⟨

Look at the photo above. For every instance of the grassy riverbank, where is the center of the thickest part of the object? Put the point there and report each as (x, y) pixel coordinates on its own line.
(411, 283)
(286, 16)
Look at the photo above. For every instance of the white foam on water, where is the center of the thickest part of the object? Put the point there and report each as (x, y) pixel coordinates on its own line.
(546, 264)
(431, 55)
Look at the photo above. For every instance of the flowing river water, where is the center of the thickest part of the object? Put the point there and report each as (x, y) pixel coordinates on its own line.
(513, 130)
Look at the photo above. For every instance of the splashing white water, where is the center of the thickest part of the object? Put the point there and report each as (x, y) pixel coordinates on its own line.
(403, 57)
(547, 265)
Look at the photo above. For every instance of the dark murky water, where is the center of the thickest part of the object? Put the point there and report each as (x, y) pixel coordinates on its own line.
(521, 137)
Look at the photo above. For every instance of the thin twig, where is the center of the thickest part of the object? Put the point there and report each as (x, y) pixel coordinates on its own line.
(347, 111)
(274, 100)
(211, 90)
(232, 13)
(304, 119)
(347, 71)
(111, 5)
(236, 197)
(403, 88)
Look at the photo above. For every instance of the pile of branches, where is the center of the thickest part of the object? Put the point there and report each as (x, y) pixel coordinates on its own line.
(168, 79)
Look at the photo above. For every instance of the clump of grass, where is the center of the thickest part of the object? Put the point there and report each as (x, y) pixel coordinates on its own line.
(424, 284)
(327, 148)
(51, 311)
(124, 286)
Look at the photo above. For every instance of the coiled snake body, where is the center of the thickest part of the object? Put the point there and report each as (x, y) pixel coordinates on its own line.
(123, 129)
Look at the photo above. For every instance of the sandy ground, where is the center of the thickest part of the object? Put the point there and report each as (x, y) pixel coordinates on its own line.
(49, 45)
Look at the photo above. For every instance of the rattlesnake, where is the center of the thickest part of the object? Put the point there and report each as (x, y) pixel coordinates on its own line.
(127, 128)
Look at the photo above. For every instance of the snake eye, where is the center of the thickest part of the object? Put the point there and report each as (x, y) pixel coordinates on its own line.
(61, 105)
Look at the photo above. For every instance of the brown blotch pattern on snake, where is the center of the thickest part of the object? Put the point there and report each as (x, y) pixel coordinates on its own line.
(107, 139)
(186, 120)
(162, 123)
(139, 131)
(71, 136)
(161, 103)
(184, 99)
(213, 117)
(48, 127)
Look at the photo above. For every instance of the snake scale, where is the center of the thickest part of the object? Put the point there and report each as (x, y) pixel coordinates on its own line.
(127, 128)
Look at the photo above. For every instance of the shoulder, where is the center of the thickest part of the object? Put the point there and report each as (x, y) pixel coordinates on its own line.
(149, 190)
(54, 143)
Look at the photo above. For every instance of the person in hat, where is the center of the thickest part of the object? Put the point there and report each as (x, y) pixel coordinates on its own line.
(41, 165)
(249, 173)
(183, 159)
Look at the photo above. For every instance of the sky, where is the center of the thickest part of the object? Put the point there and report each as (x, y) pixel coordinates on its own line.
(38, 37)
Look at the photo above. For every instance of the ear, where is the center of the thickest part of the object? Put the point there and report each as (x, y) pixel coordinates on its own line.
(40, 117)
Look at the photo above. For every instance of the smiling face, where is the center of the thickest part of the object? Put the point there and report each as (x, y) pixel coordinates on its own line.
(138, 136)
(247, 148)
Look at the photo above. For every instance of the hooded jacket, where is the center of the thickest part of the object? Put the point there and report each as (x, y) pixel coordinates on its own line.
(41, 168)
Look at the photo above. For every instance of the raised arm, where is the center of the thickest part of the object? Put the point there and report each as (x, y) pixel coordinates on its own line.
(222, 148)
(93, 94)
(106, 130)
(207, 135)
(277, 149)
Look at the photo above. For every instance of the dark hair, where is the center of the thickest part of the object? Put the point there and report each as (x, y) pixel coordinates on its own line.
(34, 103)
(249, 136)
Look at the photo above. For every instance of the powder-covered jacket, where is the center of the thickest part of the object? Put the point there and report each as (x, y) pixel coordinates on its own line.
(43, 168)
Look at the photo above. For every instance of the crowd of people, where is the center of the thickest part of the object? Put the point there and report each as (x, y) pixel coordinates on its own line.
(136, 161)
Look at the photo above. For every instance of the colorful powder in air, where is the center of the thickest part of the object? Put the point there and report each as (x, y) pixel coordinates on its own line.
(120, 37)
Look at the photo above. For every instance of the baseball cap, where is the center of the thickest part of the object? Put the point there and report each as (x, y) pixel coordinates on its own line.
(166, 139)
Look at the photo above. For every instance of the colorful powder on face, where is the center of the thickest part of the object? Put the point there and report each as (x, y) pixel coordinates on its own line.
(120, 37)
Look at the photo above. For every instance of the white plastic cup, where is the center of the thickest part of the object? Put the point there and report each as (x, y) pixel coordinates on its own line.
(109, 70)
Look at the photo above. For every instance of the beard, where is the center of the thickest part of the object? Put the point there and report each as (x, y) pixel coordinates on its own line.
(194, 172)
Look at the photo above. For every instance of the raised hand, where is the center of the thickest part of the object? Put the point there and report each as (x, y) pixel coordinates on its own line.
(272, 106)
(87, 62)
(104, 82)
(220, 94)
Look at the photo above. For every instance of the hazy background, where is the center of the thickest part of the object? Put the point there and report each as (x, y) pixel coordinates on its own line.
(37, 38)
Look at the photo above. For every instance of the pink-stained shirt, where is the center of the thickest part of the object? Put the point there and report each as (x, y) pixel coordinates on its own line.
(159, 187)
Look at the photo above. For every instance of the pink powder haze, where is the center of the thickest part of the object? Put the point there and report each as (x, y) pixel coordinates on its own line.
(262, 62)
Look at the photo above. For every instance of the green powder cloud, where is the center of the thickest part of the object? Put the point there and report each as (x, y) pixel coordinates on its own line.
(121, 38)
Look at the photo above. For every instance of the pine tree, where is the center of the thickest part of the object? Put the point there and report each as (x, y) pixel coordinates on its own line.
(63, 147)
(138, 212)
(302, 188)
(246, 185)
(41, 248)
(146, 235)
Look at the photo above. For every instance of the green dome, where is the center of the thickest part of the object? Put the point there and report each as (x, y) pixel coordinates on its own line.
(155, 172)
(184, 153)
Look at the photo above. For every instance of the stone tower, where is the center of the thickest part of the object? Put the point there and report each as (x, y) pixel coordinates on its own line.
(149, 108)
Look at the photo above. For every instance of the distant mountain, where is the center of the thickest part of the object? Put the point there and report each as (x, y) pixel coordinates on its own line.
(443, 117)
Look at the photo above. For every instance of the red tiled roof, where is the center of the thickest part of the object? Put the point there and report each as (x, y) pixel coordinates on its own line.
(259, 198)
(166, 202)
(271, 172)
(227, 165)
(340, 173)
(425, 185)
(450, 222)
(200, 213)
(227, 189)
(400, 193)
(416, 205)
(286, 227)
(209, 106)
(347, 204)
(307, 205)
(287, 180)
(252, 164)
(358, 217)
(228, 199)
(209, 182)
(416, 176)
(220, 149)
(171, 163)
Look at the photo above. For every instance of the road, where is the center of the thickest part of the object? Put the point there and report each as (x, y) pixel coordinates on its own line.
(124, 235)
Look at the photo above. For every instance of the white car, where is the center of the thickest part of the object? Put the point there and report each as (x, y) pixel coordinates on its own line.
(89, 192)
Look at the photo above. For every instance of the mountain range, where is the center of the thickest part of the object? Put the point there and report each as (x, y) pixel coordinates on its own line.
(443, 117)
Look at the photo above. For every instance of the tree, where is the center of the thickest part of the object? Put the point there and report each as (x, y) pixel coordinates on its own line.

⟩

▶ [Stated problem] Extract the closing run of lines, starting with the one containing "white car, where" and ending at the last, exactly as written.

▶ [Solution to the problem]
Look at the photo above. For every instance of the white car, where is the center of the thickest part of the object? Put the point there and report each as (x, y) pixel coordinates on its own line.
(89, 192)
Look at the photo above. For every instance of the mountain range, where is the center of the thickest part of the object? Put the point there and report each as (x, y) pixel coordinates on its own line.
(443, 117)
Look at the photo above. For every instance of the tree, where is the center of the thickest part of the object? Put the point there and report each as (x, y) pixel coordinates on its own line.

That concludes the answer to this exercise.